• Your instructions:
With the material below, print exactly the lines between the line holding "[locate] the elevated" and the line holding "[locate] the wooden post", inclusive. Add nothing else.

• Dataset records:
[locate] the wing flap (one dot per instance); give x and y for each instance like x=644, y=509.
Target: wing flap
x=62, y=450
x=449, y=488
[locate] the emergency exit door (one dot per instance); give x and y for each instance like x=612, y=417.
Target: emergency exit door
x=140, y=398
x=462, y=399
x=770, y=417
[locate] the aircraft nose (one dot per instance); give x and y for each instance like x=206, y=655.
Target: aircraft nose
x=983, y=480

---

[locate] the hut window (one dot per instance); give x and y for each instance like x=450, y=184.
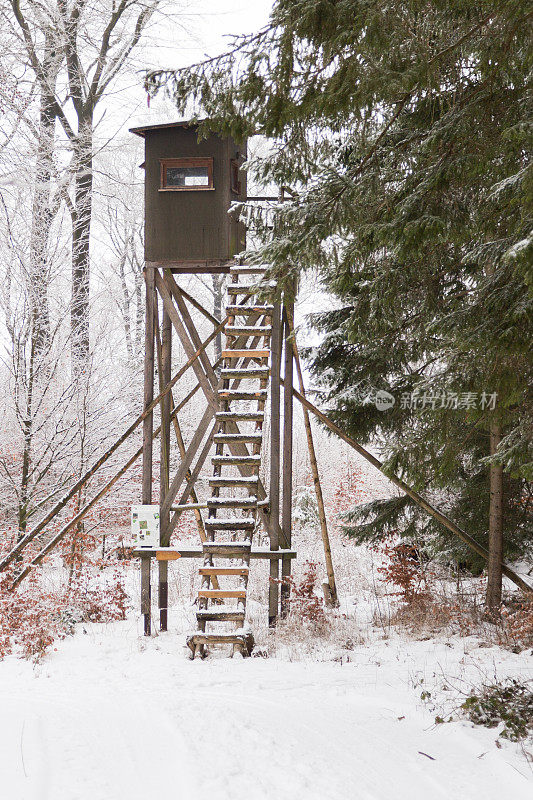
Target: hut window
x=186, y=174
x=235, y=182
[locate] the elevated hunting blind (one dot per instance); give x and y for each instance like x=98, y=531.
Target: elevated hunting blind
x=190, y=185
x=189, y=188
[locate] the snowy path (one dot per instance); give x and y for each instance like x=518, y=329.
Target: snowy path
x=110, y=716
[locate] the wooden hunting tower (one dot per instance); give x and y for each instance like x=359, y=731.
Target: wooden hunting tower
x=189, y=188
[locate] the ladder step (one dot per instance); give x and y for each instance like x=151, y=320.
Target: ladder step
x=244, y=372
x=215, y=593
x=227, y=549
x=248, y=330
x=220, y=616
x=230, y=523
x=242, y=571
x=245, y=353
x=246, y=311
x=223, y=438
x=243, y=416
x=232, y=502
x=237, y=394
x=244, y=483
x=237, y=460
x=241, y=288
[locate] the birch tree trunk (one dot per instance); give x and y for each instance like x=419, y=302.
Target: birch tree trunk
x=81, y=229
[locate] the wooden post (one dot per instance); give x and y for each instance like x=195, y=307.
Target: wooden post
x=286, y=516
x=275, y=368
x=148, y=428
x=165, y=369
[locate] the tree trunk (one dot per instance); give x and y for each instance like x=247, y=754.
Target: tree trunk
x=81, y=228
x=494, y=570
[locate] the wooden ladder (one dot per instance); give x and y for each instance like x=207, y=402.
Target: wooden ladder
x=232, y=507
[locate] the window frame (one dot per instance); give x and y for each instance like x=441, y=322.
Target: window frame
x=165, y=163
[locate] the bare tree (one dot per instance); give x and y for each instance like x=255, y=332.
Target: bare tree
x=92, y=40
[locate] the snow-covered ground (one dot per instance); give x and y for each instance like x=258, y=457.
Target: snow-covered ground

• Solution to this exercise:
[locate] the elevated hunting blind (one dot per instance); give x and y for each instance like x=98, y=531.
Target: elevated hunting blind
x=190, y=185
x=189, y=188
[locate] the snowy path (one dot per instance); give x and y for each instance like x=518, y=329.
Target: snowy path
x=110, y=716
[locate] the wooden hunting tower (one dot per instance); give x and y for each instance like x=359, y=731.
Target: wooden hunting tower
x=189, y=188
[locate] the ladder step (one dot per instance); give x and y for each instance like x=151, y=320.
Target: ladder step
x=244, y=372
x=215, y=593
x=227, y=549
x=248, y=330
x=220, y=616
x=230, y=523
x=242, y=571
x=245, y=353
x=246, y=311
x=223, y=438
x=243, y=416
x=232, y=502
x=237, y=394
x=244, y=483
x=237, y=460
x=241, y=288
[locate] the birch tree trunk (one dot per instance); give x and y for each instance like x=419, y=302.
Target: birch tree trunk
x=81, y=229
[locate] the wooden post (one dot per instance); give x and y for each instance like x=195, y=307.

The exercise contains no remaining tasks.